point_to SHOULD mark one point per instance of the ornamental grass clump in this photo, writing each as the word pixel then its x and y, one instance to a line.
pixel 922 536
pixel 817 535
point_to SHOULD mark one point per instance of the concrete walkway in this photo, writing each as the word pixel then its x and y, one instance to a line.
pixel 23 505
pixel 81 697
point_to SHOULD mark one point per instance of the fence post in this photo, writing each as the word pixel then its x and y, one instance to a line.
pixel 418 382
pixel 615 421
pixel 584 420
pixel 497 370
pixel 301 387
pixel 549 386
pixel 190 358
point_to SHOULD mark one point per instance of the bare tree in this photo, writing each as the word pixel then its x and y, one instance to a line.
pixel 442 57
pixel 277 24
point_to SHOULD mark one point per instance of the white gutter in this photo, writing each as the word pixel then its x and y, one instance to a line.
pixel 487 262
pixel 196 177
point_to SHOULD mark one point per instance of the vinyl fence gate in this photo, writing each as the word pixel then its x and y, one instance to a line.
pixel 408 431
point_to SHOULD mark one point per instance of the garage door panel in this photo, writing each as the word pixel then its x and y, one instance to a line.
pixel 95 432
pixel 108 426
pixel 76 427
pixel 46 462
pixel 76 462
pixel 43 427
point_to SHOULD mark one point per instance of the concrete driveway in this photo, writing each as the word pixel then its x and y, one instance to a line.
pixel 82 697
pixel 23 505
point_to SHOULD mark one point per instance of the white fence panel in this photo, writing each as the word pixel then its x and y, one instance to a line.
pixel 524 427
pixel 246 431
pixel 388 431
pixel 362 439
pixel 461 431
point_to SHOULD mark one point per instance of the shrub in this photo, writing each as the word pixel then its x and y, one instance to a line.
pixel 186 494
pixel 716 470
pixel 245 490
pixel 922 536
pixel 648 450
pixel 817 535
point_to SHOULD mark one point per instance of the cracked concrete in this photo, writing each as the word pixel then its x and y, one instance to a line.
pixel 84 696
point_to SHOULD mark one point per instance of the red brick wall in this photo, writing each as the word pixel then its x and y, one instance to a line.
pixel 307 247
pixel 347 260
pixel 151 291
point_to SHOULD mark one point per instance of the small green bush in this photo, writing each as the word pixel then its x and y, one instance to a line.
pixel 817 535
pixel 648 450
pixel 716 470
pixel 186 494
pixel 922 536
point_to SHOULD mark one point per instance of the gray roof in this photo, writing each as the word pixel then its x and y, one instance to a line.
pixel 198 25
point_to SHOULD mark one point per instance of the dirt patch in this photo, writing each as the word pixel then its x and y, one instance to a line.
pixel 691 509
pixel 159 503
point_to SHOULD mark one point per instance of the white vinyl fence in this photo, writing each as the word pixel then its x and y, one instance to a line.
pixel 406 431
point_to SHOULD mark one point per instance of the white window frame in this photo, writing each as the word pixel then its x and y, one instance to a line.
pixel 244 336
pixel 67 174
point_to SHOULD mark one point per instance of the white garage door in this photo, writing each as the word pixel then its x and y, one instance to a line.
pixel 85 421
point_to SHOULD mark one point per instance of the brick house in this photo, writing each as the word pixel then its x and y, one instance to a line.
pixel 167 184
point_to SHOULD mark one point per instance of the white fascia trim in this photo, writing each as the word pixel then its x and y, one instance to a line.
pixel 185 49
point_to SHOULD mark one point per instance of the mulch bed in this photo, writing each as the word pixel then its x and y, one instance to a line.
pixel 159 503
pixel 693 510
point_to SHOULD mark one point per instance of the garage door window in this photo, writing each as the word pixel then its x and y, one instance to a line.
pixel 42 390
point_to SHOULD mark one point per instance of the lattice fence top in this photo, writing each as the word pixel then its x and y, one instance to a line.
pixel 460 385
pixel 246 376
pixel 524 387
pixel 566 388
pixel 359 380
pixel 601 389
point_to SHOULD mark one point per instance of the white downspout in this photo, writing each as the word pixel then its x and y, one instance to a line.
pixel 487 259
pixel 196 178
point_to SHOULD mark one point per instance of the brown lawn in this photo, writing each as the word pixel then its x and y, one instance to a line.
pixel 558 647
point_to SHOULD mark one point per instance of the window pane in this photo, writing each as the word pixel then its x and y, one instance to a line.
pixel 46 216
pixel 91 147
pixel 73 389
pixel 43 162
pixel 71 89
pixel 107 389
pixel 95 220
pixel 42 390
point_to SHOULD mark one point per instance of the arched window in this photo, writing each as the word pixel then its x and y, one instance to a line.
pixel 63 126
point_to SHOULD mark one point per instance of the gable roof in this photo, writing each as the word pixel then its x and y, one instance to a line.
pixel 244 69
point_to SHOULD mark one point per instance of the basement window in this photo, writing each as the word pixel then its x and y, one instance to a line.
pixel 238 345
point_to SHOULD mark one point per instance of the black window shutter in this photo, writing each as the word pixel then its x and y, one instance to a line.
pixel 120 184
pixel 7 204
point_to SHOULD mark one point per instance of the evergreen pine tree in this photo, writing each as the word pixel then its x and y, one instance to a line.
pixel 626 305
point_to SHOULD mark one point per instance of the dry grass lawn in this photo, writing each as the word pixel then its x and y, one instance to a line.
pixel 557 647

--------------------

### YOUR INSTRUCTIONS
All entries should be restated word for word.

### TASK RESULT
point_to SHOULD mark one point per instance of the ornamental grass clump in this photo, writing each as the word pixel then its x and y, one instance to a line.
pixel 922 536
pixel 817 535
point_to SHOULD mark one point per instance of the concrete walkway in this photo, writing each as the word pixel then its x and y, one instance to a line.
pixel 23 505
pixel 81 697
point_to SHOULD mark one point per instance of the fence post in this photo, writing each as the word pixel then its x and y, one instance to a line.
pixel 418 382
pixel 615 421
pixel 584 420
pixel 497 370
pixel 301 387
pixel 549 386
pixel 190 358
point_to SHOULD mark one point per instance of the bare tree in this photo, writing each as the word pixel then its x and y, one instance to a line.
pixel 442 57
pixel 277 24
point_to SHOULD mark one point per instance of the white gutter in this photo, writing each as the word pixel then its x and y, one instance to a line.
pixel 487 262
pixel 196 177
point_to SHOULD mark one point per instance of the vinyl fence gate in this photo, writing each as the word pixel then its x and y, one instance to a line.
pixel 408 431
point_to SHOULD mark one point per instance of the garage door panel in this photo, writing each as the word pixel then its x and y, one instance to a line.
pixel 95 432
pixel 108 426
pixel 76 427
pixel 46 462
pixel 76 462
pixel 43 427
point_to SHOULD mark one point per instance of the concrete driveway in this photo, writing each as the word pixel then its x and y, one instance to a line.
pixel 82 697
pixel 23 505
point_to SHOULD mark one point per instance of the white fence panel in this photo, writing each as the word pixel then its x and y, one instance to a line.
pixel 524 427
pixel 246 431
pixel 388 431
pixel 362 439
pixel 461 431
point_to SHOULD mark one point per instance of the shrub in this photo, writing each as the word pixel then its x and y, one instance to a line.
pixel 186 494
pixel 716 470
pixel 245 490
pixel 922 536
pixel 648 450
pixel 817 535
point_to SHOULD mark one point per instance of the cracked concrete in this photo, writing each as the word pixel then its x and y, one instance to a line.
pixel 84 696
point_to SHOULD mark one point per instance of the red brick wall in this photo, writing each as the word pixel then its x and y, one instance to a line.
pixel 307 247
pixel 347 260
pixel 151 291
point_to SHOULD mark one point per instance of the small green bush in this photo, writing each as the word pixel then its x and y, one instance to a line.
pixel 817 535
pixel 648 450
pixel 716 470
pixel 186 494
pixel 922 536
point_to SHOULD mark one point per instance of the gray roof in this photo, writing each as the word pixel then its x and y, one instance to a line.
pixel 198 25
point_to SHOULD mark one point per instance of the dirt patch in this photo, writing each as the word pixel then its x and y, one instance to a line.
pixel 691 509
pixel 159 503
point_to SHOULD mark one point per instance of the white vinyl fence in this photo, writing each as the word pixel then its x and y, one instance to a line.
pixel 406 431
point_to SHOULD mark one point per instance of the white window frame in this photo, writing each as the word pixel then its x and y, one instance to a line.
pixel 244 336
pixel 67 174
point_to SHOULD mark one point per instance of the white garage door in this photo, writing each as the word pixel then its x and y, one instance to a line.
pixel 85 421
point_to SHOULD mark one point per instance of the brick house in this photo, writing each as the word pixel then its x and y, one instance to a line.
pixel 167 184
point_to SHOULD mark one point per instance of the white fascia trim in this photo, writing each as the word pixel then its x and y, one instance to a line.
pixel 185 49
point_to SHOULD mark one point per instance of the mulch bed in this photo, writing each as the word pixel then its x and y, one instance to a line.
pixel 159 503
pixel 693 510
point_to SHOULD mark one point per instance of the garage door window in this photo, writing each as the word pixel then its x and y, one instance to a line.
pixel 42 390
point_to SHOULD mark one point per instance of the lattice fence top in this photo, writing each as the word pixel then its x and y, one instance to a line.
pixel 460 385
pixel 246 376
pixel 524 387
pixel 566 388
pixel 359 380
pixel 601 389
point_to SHOULD mark one point per instance of the white downspout in this photo, writing each as the word pixel then its x and y, one instance to a line.
pixel 487 259
pixel 196 178
point_to SHOULD mark one point per instance of the brown lawn in this photo, writing each as the word pixel then its x and y, one instance to a line.
pixel 558 647
point_to SHOULD mark one point per instance of the window pane in this photo, writing each as the word pixel then its x and y, one instance to a line.
pixel 46 216
pixel 91 147
pixel 73 389
pixel 43 162
pixel 71 89
pixel 107 389
pixel 95 220
pixel 42 390
point_to SHOULD mark one point per instance of the arched window in this photo, writing each as the word pixel then its x and y, one instance to a line.
pixel 63 126
point_to SHOULD mark one point per instance of the gable roof in this photo, writing each as the word pixel then its x and y, one instance to a line.
pixel 244 69
point_to SHOULD mark one point per instance of the basement window in this photo, writing each as the word pixel then its x and y, one instance to a line.
pixel 238 345
point_to SHOULD mark one point per instance of the black window shutter in this photo, writing each as the word pixel then its x and y, one instance to a line.
pixel 120 184
pixel 7 204
point_to SHOULD mark one point per instance of the evergreen pine tree in this photo, writing each as the word pixel then its x and y, one instance to a line.
pixel 626 305
point_to SHOULD mark one point per instance of the dry grass lawn in this photo, writing each as the word pixel then its x and y, one instance to a line.
pixel 557 647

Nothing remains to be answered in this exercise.